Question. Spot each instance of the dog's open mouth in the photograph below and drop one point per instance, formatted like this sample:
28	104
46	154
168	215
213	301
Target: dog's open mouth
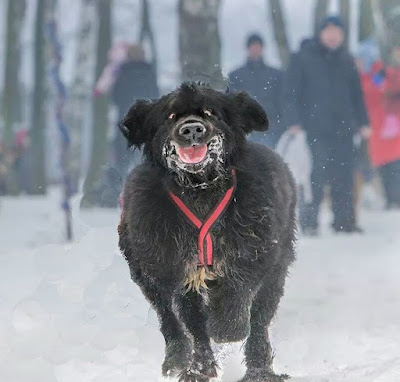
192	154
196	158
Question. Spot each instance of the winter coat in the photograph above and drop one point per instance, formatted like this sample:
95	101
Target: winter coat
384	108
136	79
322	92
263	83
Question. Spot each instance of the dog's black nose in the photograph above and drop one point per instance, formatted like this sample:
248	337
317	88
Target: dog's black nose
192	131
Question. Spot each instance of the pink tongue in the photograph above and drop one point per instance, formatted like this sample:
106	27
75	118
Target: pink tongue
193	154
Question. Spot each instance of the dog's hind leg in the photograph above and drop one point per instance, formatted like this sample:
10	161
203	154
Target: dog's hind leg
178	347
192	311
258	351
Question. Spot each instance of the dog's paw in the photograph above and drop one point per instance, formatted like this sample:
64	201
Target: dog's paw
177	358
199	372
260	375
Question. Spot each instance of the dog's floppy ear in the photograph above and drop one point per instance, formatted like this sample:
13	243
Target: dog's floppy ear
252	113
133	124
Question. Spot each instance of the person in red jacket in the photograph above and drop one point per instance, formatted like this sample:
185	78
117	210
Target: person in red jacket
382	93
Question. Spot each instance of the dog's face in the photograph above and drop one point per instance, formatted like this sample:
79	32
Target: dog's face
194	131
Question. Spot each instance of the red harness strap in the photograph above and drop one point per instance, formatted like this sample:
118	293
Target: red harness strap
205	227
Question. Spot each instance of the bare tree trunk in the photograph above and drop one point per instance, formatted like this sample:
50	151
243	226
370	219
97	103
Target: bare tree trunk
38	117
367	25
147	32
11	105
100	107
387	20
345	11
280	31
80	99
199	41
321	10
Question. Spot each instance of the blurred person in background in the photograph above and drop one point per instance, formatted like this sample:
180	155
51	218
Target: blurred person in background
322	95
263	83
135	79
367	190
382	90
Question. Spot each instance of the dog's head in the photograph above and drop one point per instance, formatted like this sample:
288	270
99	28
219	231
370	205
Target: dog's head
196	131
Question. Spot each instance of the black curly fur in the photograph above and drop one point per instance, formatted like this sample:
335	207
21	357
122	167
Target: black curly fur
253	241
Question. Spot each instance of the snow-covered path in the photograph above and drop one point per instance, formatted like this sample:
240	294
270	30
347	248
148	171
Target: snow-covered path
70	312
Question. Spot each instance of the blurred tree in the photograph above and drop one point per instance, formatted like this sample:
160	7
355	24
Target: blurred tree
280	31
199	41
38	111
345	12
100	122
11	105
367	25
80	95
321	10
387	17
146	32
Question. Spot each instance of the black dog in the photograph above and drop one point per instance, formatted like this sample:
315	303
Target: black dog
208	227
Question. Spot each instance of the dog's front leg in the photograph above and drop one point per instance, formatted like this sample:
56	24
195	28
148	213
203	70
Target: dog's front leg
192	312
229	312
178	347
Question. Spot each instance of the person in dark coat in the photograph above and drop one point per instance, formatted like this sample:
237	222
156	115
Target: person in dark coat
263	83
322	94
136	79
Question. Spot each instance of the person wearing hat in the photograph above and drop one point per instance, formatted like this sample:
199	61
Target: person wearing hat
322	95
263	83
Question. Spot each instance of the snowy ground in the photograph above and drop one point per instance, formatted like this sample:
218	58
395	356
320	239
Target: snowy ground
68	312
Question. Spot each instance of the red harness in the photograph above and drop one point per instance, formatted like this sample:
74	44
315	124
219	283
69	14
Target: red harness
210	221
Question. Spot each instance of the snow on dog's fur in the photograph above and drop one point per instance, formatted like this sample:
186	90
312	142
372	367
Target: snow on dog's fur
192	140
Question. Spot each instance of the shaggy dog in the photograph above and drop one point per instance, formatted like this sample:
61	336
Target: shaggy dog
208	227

──────

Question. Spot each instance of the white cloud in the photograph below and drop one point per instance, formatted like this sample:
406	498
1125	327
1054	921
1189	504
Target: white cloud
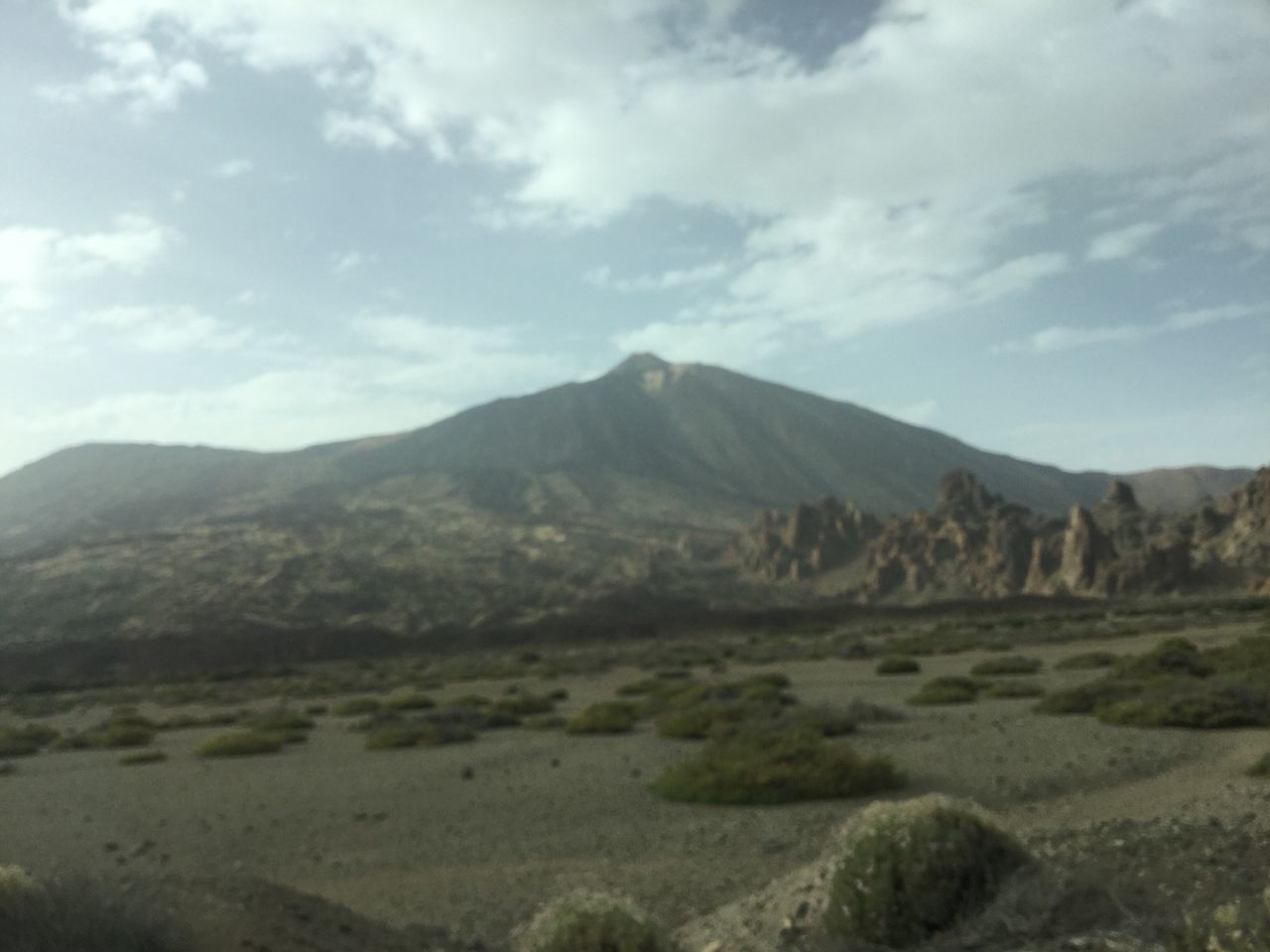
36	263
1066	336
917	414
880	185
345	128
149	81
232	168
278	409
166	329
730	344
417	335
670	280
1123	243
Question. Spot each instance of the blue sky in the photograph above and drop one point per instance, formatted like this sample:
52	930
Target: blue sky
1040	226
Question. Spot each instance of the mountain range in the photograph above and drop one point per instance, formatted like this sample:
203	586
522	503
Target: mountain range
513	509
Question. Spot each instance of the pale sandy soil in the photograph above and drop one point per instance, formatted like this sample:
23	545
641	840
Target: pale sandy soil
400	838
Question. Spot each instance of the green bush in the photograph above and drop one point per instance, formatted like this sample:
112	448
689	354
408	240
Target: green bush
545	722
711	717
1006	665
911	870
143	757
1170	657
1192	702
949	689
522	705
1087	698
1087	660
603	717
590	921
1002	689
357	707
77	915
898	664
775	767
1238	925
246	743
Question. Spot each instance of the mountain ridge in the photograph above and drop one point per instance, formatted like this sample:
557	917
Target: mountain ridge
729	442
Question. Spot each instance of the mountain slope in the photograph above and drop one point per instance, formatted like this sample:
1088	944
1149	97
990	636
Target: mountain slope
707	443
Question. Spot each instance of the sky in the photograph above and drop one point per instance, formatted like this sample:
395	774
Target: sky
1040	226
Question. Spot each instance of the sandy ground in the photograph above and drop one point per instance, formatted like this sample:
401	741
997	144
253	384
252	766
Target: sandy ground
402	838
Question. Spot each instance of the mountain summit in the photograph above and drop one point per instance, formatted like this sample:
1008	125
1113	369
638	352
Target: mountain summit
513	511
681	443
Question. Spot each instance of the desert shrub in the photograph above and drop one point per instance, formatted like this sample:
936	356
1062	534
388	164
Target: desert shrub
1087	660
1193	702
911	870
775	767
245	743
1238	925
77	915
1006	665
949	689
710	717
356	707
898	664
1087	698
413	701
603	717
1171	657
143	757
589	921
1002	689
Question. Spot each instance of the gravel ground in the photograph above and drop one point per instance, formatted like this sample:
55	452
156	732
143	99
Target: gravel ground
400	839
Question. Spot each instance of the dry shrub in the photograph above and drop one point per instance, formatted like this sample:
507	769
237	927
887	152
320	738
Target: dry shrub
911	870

──────

### EXERCISE:
Find every line of the data that holds the string "below", then say how many there are and nothing else.

### ANSWER TO THIS PROBLEM:
2